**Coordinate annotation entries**
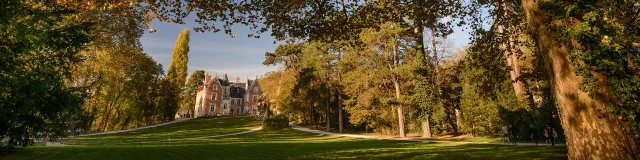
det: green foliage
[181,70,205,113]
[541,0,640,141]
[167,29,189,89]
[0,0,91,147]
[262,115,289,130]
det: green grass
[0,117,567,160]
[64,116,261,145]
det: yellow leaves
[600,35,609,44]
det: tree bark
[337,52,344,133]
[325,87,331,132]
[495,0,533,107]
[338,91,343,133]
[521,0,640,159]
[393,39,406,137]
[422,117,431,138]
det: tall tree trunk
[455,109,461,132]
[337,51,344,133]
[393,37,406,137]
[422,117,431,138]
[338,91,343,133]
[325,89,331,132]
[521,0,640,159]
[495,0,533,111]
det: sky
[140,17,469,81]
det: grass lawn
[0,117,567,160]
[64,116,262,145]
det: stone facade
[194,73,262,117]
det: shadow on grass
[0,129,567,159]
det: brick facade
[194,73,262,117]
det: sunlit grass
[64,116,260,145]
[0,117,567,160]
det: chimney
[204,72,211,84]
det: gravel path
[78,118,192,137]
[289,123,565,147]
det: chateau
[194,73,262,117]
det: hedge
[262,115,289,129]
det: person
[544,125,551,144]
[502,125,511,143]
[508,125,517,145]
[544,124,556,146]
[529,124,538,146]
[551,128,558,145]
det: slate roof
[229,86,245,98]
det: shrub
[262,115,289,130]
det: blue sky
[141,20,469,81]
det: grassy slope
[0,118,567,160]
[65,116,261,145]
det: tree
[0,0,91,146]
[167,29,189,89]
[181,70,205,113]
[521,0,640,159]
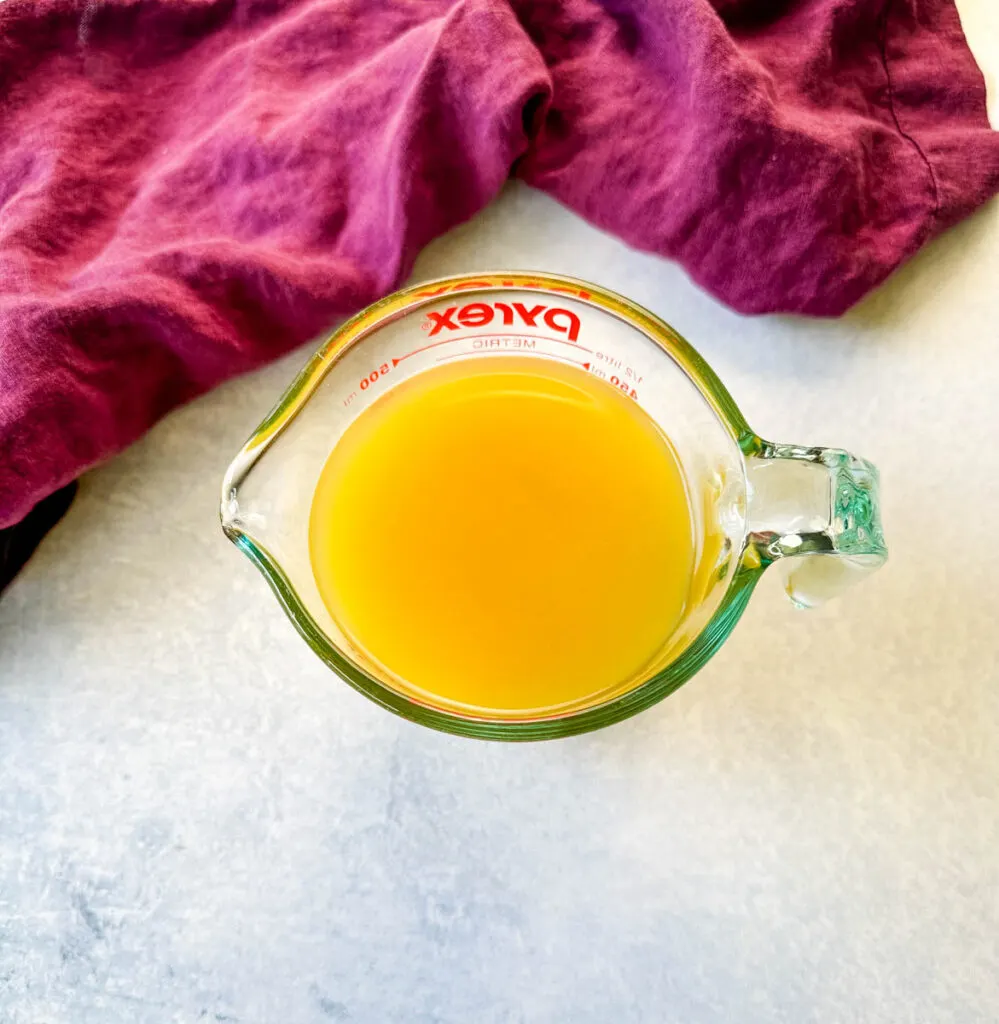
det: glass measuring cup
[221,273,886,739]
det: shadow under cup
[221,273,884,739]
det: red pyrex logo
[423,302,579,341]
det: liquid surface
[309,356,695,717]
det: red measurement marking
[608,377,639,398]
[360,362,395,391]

**GOAL OF THE EXERCISE**
Turn every line of the records above into a JSON list of strings, one string per line, with blank lines skipped. Leave out the picture lines.

**EXPECTED ANSWER**
[
  "det: green foliage",
  "[181,70,205,113]",
  "[541,0,640,141]",
  "[167,29,189,89]",
  "[0,0,91,147]",
  "[262,115,289,130]",
  "det: green grass",
  "[0,117,567,160]",
  "[64,116,261,145]",
  "det: yellow leaves",
  "[600,35,609,44]",
  "det: tree bark",
  "[337,52,344,133]",
  "[325,87,331,132]",
  "[495,0,533,107]",
  "[338,91,343,133]",
  "[521,0,640,159]",
  "[393,39,406,137]",
  "[422,117,431,138]",
  "det: tall tree trunk",
  "[455,109,461,132]",
  "[337,51,344,133]",
  "[393,37,406,137]",
  "[422,117,431,138]",
  "[338,91,343,133]",
  "[325,89,331,132]",
  "[521,0,640,159]",
  "[495,0,533,111]",
  "det: sky",
  "[140,17,469,81]",
  "det: grass lawn",
  "[0,117,567,160]",
  "[64,116,262,145]",
  "det: stone facade",
  "[194,73,262,117]",
  "det: shadow on grass",
  "[0,129,567,159]",
  "det: brick facade",
  "[194,73,262,117]",
  "det: sunlit grass",
  "[64,116,260,145]",
  "[0,117,567,160]",
  "det: chimney",
  "[204,72,211,84]",
  "det: gravel path",
  "[78,118,192,137]",
  "[289,123,565,147]",
  "det: chateau",
  "[194,73,262,117]",
  "det: hedge",
  "[262,115,289,129]",
  "det: person",
  "[544,125,551,144]",
  "[502,125,511,143]",
  "[508,125,517,145]",
  "[544,124,556,146]",
  "[529,124,538,146]",
  "[551,128,558,145]",
  "det: slate roof",
  "[229,86,245,98]",
  "det: shrub",
  "[262,115,289,130]",
  "det: blue sky",
  "[141,20,469,81]",
  "det: grassy slope",
  "[0,118,567,160]",
  "[65,116,261,145]",
  "det: tree",
  "[0,0,91,146]",
  "[167,29,189,89]",
  "[181,70,205,113]",
  "[521,0,640,159]",
  "det: glass measuring cup",
  "[221,273,886,739]",
  "det: shadow under cup",
  "[221,273,884,739]",
  "det: red pyrex logo",
  "[423,302,579,341]",
  "det: liquid surface",
  "[309,356,695,717]",
  "det: red measurement marking",
  "[608,377,639,398]",
  "[360,362,395,391]"
]